§ **Task details**:
Reproduce the passage about sodium chlorite treatment from "The treatment protocols" up to and including "will resistance develop.".


    The treatment protocols are complex, but a workable beginning point would be to use six to eight drops of the Sodium Chlorite solution activated with an adequate amount of the Citric Acid, and take this dose every hour in the case of severe infection, tapering off to twice a day as symptoms change. (Higher doses can be used, up to the point of causing some short lived gastric distress in some individuals at dosages up to and beyond 12 to 20 drops, and in the case of some severe infections, a solution can be injected intravenously.) One good thing about this treatment for bacterial infections is that there is no apparent way for a micro-organism to develop a resistance to this substance. Thus, if you under-treat, and the infection recurs, a stronger and/or longer course of treatment will succeed, and in no case will resistance develop.

§ **Listed entries**:
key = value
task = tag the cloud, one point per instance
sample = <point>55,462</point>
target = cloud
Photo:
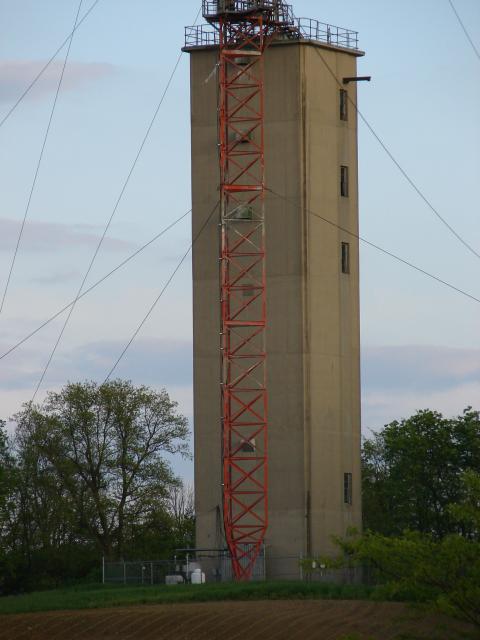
<point>398,381</point>
<point>16,75</point>
<point>48,236</point>
<point>59,277</point>
<point>419,368</point>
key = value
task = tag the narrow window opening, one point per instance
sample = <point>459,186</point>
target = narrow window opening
<point>344,181</point>
<point>248,446</point>
<point>345,257</point>
<point>347,488</point>
<point>343,104</point>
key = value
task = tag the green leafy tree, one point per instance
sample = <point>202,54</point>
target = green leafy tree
<point>444,573</point>
<point>104,449</point>
<point>412,470</point>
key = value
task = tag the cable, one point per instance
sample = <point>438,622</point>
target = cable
<point>45,67</point>
<point>157,299</point>
<point>378,248</point>
<point>399,166</point>
<point>109,222</point>
<point>45,138</point>
<point>477,52</point>
<point>94,286</point>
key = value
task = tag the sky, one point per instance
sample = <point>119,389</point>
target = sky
<point>420,340</point>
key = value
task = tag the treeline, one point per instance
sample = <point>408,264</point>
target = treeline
<point>86,475</point>
<point>421,500</point>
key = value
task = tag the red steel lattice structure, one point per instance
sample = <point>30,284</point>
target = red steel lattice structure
<point>245,30</point>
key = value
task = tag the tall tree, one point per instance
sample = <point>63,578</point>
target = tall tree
<point>105,446</point>
<point>412,472</point>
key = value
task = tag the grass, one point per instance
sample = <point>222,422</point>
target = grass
<point>100,596</point>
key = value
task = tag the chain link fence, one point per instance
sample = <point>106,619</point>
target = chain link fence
<point>216,566</point>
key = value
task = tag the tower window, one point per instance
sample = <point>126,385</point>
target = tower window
<point>344,181</point>
<point>343,104</point>
<point>248,446</point>
<point>345,257</point>
<point>347,488</point>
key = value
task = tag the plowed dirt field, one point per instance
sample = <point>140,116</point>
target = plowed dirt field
<point>276,620</point>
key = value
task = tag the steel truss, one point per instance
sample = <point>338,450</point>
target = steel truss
<point>243,41</point>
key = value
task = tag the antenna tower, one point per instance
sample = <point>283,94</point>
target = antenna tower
<point>245,29</point>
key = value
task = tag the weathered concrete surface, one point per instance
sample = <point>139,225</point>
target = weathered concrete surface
<point>313,308</point>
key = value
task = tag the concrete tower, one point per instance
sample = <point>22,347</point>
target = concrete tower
<point>313,344</point>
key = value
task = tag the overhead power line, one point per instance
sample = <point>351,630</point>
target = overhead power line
<point>39,162</point>
<point>47,64</point>
<point>464,28</point>
<point>94,286</point>
<point>160,295</point>
<point>381,249</point>
<point>109,222</point>
<point>410,181</point>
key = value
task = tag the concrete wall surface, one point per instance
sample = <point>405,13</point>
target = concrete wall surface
<point>313,345</point>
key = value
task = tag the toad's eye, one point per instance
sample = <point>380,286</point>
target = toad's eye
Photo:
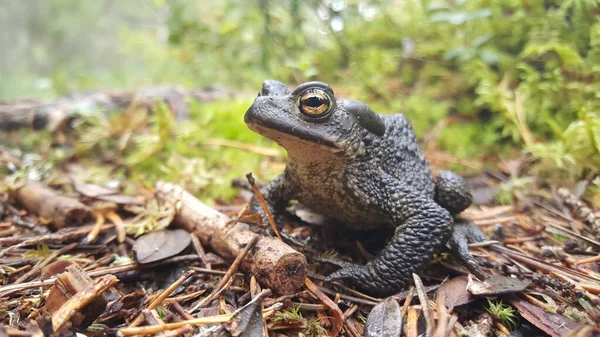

§ **Exercise result**:
The treatment protocols are complex, but a workable beginning point would be to use six to eight drops of the Sodium Chlorite solution activated with an adequate amount of the Citric Acid, and take this dose every hour in the case of severe infection, tapering off to twice a day as symptoms change. (Higher doses can be used, up to the point of causing some short lived gastric distress in some individuals at dosages up to and beyond 12 to 20 drops, and in the case of some severe infections, a solution can be injected intravenously.) One good thing about this treatment for bacterial infections is that there is no apparent way for a micro-organism to develop a resistance to this substance. Thus, if you under-treat, and the infection recurs, a stronger and/or longer course of treatment will succeed, and in no case will resistance develop.